- **PROBLEM SET**
• A. Summarize the article on Massachusetts foreclosures in two sentences.
• B. List every place or landmark named in the article on Massachusetts foreclosures.
• C. Answer these questions using the article on Massachusetts foreclosures:
(i) By what percentage have foreclosures risen compared with the same period a year ago?
(ii) For how long was Sierra unable to work because of illness?
(iii) Where is Sierra's daughter living?

- **DOCUMENT SECTION**
◆ ◆ ◆ ◆ ◆

This article is more than 11 years old.

More than 9,000 homes around Massachusetts have gone into foreclosure so far this year. That's 38% more than the same period a year ago, and according to, the trend has spread to three quarters of the state's communities.

While lawmakers are looking for ways to help people stay in their homes, WBUR's Bianca Vazquez Toness reports how some homeowners are individually negotiating with their lenders.


BIANCA VAZQUEZ TONESS: Claudia Sierra's condo sits in a triple-decker along the waterfront in East Boston. Sierra opens the living- room blinds and sees the Tobin Bridge.

CLAUDIA SIERRA: You know, the sunset is very good. Whenever people come here, they say, "Wow, you have a very nice view."

TONESS: Sierra bought the property in March of last year. Finally, her two children each had their own room and the single mom felt a sense of security. She worked then as a real estate agent making more than $80,000 a year. That's until she got sick and couldn't work for six months, then the real estate market started slowing down.

After missing a few payments, she did what lenders say you should do if you can't pay your mortgage: She contacted her mortgage company.

After two months, the company called her back, and recommended she sell the condo for less than she paid for it. But she begged for another option, a repayment plan.

SIERRA: This is my home, I have no other where to go. So I told them, "Tell me the income figure that I need to be at in order to qualify. What did you consider my fixed expenses to be? And I'll make the numbers work."

TONESS: Sierra made the numbers work by letting the bank repossess her car. She also sent her kids to live with relatives so they wouldn't be counted as an expense. That way Sierra could use her now much smaller paycheck to cover three monthly payments of $3,200. If she made those payments, the servicer said it would consider changing her mortgage terms.

Her son is nearby with his father; her daughter, on the other hand, is in Colombia with her grandparents.

◆ ◆ ◆ ◆ ◆

Stored dataset items:
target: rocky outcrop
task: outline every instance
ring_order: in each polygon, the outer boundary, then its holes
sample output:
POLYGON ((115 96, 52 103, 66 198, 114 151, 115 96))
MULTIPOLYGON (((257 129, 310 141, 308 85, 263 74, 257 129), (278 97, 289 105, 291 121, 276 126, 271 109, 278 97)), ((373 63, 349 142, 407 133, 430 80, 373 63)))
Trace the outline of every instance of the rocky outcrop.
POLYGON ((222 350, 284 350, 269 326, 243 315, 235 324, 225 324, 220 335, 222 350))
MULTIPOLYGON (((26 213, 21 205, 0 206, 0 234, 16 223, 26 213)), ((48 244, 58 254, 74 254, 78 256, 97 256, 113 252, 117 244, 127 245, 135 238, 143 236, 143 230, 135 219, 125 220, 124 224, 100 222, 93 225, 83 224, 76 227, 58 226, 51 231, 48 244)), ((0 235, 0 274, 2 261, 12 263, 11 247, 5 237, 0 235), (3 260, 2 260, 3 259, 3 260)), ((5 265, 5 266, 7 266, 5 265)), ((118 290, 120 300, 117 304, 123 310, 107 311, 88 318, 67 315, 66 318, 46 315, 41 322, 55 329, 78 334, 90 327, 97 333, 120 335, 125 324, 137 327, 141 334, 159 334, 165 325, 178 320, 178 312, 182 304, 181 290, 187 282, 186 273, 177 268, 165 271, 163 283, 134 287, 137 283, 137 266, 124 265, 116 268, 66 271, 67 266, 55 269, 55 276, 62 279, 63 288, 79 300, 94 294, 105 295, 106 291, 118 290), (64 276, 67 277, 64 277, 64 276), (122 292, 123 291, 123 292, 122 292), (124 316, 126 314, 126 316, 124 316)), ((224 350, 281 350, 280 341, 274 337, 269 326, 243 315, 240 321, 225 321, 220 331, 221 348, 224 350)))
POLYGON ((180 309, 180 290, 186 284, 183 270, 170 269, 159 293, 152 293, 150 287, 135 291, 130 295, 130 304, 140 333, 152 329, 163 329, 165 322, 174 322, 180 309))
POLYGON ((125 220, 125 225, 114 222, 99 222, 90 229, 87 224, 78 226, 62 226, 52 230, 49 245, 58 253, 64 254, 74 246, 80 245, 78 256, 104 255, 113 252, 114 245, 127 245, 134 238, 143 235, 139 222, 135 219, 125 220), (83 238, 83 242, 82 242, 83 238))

◆ ◆ ◆ ◆ ◆

- **ANSWERS TO THE PROBLEMS**
• A. More than 9,000 Massachusetts homes have gone into foreclosure so far this year, 38% more than in the same period a year earlier, and some homeowners are negotiating with their lenders on their own. One of them, Claudia Sierra, let the bank repossess her car and sent her children to live with relatives so she could make three monthly payments of $3,200, after which her servicer said it would consider changing her mortgage terms.

• B.
- Massachusetts
- East Boston
- Tobin Bridge
- Colombia

• C.
(i) 38%
(ii) Six months
(iii) In Colombia with her grandparents